## [PAGE EXCERPT]
---*---

If that's really the case for BALL, then we should probably explore other possibilities, as per Frido's email. I know that BALL's Python interface is rather lacking, certainly.
> I have looked around and asked around and couldn't find any decent PDB > readers (in C or C++) which are not buried in some huge project. >> Why can't we link against this PDB library, rather than >> cut-and-pasting thousands of lines of code? > The nice thing about it is that it is small and simple and mine so we > can just ship it along with IMP and not worry about dependencies, name > collisions etc. I don't want people to have to get another library from > somewhere else, hence my desire to put a copy into imp svn. Soon enough > the lib will make it to fedora extras (whenever the next CGAL release > is) so we could potentially just use that.
If it's an external library, it should be a dependency, not part of IMP. Otherwise, regardless of whether you describe it as a "fork", it'll fork as versions of it elsewhere change. CGAL source control sounds like the best place for it if it's going to be part of CGAL. Embedded copies of other projects are a great way to ensure that bugs never get fixed (think of all the projects that bundle zlib).
>> and 3. from a brief reading, it looks like a not-very-good PDB library >> anyway (hard-coded atom names - what's with that?) > Well, it is either that or use strings which pushes the checks to > runtime rather than compile time. Adding to an enum and recompiling is > trivial (and adding a constant externally works just as well for must > purposes). Checking everywhere than an object falls in a small set of > allowed strings is hard (especially if you can't specify that set of > strings anywhere). BALL has hardcoded atoms for that matter (just a lot > more of them :-)
A PDB reader which needs to be recompiled for every new HETATM type is simply not going to work. See http://www.bmrb.wisc.edu/elec_dep/pdb_het_library/pdbhetn.htm for example. Hao's project absolutely requires HETATMs, for example. And I don't share your concern for runtime checks, since PDB reading is not performance-critical.
Any PDB reader that we adopt needs to be extendable at runtime. Even Modeller can do that. PyMol, for example, has a library of HETATM fragments (stored as Python pickles, I believe). It also needs to be extensible to be able to read PDBML or possibly MMCIF.
Everybody and his dog has written a PDB reader. Andrej wrote one. Maya wrote one. Javi wrote one. Keren wrote one. There's one in biopython, one in BALL, one in PyMol, one in Chimera, and one in Biskit, all free and widely available software. I can't believe we have to burden the world with another one.
Ben
I think Ben and I have a disagreement about the significance of picking a PDB reader at this point. As I see it, any PDB reading should be hidden behind some very general interface (I have a proposal using the MolecularHierarchyDecorator). As a result, the code doing the actually reading doesn't matter too much and so we shouldn't worry now about whether we have the perfect solution. We should pick something easy which does what we want and minimizes the amount of effort people have to make.
When someone needs something more, we can either modify our current solution or chuck it and write an adaptor to someone else's code. Writing these adaptors is trivial given a backend which supports all we want.

---*---

## [RECORDS]

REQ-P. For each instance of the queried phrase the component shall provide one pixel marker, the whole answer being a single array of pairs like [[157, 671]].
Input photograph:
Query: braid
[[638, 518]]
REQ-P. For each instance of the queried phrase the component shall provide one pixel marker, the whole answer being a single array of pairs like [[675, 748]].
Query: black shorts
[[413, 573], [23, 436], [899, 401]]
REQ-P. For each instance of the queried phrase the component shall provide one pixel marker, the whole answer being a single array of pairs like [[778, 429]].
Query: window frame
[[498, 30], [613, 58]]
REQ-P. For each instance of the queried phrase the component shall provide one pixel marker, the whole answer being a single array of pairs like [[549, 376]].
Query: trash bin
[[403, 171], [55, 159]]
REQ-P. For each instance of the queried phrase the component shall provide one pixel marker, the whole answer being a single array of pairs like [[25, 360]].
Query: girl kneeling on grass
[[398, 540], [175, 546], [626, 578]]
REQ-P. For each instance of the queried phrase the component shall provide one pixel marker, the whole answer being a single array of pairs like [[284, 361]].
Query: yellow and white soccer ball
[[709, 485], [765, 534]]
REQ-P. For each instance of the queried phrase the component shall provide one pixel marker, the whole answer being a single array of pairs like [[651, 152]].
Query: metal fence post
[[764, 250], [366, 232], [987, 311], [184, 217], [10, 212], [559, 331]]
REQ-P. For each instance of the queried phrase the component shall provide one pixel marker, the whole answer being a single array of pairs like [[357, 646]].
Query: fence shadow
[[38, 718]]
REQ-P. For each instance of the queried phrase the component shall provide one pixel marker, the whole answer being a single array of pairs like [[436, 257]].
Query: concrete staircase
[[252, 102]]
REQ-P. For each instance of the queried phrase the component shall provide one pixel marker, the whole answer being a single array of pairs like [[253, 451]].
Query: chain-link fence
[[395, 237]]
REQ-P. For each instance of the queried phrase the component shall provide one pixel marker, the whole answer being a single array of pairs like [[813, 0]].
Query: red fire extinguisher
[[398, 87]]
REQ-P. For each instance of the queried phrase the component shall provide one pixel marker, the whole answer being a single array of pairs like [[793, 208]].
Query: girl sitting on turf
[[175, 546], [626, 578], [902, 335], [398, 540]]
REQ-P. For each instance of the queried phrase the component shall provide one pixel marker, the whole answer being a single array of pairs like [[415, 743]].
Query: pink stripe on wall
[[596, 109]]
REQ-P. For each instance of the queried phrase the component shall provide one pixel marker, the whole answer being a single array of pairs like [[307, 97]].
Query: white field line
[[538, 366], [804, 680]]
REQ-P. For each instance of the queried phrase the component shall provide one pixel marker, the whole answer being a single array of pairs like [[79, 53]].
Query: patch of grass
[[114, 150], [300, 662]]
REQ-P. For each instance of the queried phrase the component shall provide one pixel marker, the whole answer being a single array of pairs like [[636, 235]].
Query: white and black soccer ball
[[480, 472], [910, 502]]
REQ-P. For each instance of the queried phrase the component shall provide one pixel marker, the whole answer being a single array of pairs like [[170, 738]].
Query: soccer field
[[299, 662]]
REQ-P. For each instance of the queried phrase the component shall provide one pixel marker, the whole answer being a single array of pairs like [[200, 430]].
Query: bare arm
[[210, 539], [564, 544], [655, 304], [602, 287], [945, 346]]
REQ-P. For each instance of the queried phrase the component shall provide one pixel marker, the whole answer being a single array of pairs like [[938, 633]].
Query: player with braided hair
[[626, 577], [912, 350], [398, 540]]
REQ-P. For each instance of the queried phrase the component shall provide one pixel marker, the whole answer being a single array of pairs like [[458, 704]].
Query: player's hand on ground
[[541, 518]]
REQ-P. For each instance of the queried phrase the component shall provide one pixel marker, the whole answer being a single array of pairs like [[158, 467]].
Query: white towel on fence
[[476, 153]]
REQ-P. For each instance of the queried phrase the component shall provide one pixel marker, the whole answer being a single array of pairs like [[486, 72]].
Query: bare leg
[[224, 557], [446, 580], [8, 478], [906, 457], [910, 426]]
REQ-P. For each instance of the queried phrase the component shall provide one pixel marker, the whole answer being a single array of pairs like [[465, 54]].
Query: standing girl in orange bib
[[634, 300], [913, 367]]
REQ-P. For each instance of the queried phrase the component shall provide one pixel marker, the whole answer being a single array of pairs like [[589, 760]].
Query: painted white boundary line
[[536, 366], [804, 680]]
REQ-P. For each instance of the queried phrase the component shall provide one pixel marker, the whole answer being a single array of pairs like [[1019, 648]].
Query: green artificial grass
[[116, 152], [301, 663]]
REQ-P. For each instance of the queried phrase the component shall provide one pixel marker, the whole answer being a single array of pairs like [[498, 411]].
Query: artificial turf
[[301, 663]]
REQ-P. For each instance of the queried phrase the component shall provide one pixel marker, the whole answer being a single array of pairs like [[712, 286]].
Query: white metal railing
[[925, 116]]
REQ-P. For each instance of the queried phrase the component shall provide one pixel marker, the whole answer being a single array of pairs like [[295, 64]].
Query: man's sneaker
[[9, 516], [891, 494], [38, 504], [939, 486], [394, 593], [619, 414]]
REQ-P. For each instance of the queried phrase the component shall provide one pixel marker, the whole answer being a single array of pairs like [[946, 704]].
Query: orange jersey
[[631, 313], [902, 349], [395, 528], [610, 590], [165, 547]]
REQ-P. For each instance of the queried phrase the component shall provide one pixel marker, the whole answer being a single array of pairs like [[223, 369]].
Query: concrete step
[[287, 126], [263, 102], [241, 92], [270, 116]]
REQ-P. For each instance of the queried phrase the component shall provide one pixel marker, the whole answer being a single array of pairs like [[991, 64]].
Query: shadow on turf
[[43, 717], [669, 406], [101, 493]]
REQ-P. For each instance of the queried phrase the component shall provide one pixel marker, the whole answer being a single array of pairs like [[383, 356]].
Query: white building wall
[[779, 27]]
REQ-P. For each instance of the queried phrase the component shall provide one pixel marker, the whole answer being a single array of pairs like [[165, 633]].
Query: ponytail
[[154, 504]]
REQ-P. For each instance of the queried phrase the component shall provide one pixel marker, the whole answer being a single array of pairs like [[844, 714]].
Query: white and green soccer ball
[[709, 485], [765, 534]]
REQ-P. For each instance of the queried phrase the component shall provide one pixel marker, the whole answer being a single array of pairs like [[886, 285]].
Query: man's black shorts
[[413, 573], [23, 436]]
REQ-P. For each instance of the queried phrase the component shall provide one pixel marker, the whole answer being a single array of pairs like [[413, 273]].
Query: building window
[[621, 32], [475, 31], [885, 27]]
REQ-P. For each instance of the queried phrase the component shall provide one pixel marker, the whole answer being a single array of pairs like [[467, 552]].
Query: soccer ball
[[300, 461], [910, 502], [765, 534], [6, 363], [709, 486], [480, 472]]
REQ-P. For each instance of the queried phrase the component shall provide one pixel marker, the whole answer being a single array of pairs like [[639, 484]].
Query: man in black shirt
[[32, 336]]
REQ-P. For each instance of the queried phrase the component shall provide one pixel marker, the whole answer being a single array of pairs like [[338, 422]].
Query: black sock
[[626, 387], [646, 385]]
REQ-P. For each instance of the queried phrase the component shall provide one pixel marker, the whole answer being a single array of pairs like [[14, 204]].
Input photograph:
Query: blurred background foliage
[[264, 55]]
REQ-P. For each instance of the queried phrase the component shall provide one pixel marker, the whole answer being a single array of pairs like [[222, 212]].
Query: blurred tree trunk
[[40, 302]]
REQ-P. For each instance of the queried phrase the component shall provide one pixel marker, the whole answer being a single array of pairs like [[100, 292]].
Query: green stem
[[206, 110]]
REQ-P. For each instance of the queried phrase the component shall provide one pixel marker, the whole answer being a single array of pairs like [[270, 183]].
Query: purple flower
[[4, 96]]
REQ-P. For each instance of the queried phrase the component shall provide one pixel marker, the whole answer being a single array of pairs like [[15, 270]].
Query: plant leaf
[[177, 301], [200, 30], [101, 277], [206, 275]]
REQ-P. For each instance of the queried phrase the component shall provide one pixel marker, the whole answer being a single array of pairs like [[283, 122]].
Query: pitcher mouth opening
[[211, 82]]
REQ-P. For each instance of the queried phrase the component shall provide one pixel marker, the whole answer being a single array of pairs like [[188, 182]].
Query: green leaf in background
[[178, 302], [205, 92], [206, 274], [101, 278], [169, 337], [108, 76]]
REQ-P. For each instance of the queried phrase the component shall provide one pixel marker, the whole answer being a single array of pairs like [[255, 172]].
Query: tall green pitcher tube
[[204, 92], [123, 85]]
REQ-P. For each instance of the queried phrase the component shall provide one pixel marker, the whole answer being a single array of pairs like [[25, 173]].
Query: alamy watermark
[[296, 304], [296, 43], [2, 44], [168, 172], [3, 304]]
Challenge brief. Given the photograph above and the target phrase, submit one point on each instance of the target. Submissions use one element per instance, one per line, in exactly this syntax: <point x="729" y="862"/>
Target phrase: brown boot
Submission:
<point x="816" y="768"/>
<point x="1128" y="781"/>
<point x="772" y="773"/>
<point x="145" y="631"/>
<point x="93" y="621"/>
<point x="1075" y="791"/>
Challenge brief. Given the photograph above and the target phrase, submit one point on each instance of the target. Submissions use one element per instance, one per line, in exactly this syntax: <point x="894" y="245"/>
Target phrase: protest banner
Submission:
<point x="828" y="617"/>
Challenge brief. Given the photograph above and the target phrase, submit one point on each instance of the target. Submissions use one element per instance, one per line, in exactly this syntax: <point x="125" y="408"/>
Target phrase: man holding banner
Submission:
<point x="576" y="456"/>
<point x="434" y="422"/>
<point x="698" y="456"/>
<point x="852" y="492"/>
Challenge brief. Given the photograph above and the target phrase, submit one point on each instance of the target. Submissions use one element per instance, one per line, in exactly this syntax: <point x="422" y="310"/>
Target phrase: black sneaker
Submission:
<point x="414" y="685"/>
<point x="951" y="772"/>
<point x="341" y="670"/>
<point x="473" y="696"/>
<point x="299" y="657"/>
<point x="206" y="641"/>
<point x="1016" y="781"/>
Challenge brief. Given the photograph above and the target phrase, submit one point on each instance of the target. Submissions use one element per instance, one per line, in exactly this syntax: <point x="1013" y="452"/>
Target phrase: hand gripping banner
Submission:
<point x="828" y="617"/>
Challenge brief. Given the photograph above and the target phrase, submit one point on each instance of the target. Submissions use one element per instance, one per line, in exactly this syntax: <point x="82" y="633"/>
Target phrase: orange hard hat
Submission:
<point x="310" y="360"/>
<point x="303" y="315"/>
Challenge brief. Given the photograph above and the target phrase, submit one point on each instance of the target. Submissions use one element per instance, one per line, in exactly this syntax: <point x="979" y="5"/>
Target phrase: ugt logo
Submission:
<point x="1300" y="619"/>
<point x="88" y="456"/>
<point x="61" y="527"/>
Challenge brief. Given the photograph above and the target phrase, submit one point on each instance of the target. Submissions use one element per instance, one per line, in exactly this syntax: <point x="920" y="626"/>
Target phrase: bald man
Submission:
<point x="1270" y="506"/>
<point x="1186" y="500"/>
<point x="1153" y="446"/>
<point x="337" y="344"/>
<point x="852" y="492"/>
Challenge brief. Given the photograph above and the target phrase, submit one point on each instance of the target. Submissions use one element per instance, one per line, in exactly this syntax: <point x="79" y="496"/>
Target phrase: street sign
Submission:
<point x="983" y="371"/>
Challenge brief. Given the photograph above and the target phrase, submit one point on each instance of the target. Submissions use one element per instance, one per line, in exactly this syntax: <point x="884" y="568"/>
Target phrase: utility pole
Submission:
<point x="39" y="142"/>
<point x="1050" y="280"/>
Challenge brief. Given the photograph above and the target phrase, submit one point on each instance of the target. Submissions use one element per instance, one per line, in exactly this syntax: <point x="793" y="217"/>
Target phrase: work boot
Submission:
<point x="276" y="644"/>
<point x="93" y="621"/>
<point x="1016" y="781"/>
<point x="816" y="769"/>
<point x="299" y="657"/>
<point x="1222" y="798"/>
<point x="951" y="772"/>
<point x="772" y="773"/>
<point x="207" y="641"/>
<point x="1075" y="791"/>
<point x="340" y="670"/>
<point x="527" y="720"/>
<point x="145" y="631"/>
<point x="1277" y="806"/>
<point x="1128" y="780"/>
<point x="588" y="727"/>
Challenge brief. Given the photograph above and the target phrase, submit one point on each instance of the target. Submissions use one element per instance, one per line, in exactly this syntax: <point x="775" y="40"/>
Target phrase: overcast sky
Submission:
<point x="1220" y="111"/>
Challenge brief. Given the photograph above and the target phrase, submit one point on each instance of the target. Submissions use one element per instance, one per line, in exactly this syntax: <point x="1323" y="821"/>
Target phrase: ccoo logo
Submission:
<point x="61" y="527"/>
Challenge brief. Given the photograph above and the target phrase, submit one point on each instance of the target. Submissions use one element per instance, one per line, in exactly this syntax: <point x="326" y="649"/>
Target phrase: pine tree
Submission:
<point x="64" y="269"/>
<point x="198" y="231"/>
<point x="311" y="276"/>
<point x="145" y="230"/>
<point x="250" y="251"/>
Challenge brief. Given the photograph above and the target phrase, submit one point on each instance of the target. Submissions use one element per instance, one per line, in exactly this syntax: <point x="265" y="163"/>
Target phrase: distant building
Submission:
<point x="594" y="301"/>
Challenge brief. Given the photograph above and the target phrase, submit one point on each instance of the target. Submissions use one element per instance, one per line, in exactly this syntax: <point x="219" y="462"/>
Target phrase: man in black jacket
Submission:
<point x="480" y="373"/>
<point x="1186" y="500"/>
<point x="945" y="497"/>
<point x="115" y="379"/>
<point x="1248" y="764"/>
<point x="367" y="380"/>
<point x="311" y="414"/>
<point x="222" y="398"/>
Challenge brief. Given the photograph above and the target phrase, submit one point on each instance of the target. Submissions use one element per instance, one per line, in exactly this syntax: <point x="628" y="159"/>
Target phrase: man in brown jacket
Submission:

---*---

## [WHAT THE TASK REQUIRES]
In the forum thread about PDB readers, which of BALL's interfaces is called rather lacking? The records aren't needed for this task.

## [ANSWER TO THIS PROBLEM]
BALL's Python interface.